(Coordinate labeling data)
— BEGIN —

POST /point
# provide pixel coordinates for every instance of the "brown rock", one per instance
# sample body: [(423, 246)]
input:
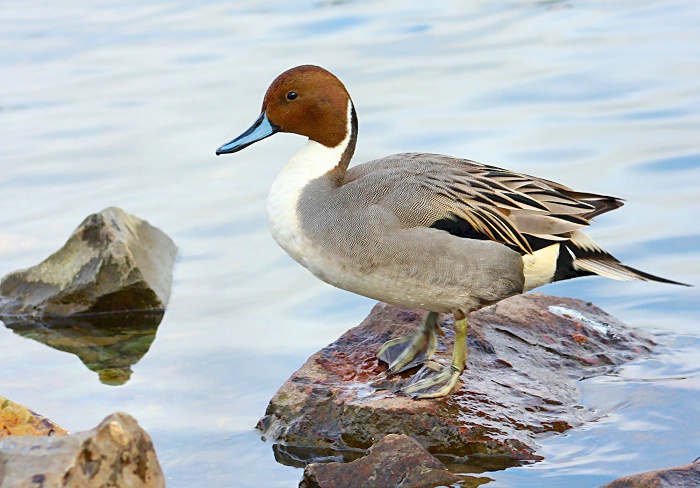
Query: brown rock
[(116, 453), (682, 476), (114, 261), (525, 356), (396, 460), (16, 419)]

— END —

• What you are asked to do: Rewrite the records above, replacing "brown rock" with "gray rock" and keeping everything else the same. Leave the pictures out of your answer.

• Complete answer:
POST /point
# provide pixel coordinates for every instance of the "gray rock", one per instance
# sample body: [(423, 246)]
input:
Query: gray rock
[(116, 453), (682, 476), (114, 261), (525, 356), (396, 460), (16, 419)]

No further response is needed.